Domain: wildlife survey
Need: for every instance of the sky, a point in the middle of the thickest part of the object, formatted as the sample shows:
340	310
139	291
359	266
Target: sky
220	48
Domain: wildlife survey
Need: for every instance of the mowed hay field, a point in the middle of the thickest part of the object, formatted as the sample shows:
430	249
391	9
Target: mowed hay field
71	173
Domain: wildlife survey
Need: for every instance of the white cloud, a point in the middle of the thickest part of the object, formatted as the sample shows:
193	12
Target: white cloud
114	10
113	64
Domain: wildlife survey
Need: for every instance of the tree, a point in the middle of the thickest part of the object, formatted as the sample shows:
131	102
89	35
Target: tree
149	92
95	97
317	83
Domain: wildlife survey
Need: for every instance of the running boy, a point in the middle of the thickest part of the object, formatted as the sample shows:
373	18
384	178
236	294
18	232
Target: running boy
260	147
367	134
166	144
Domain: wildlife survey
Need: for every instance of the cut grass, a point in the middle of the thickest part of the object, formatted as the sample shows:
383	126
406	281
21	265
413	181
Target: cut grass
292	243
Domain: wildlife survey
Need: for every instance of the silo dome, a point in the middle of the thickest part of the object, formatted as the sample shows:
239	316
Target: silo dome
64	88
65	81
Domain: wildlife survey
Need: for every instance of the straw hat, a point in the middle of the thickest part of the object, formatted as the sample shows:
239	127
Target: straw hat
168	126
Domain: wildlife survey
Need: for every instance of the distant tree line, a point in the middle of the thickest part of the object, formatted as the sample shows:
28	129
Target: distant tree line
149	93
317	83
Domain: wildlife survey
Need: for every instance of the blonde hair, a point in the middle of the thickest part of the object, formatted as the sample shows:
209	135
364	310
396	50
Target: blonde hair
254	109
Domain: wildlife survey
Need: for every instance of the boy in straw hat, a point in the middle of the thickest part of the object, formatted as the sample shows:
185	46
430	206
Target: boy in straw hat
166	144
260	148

§ WRITTEN REQUEST: How many lines in the entries above contain the string "grass"? Tally them and reply with only the number.

§ RESULT FOR THIS TASK: 2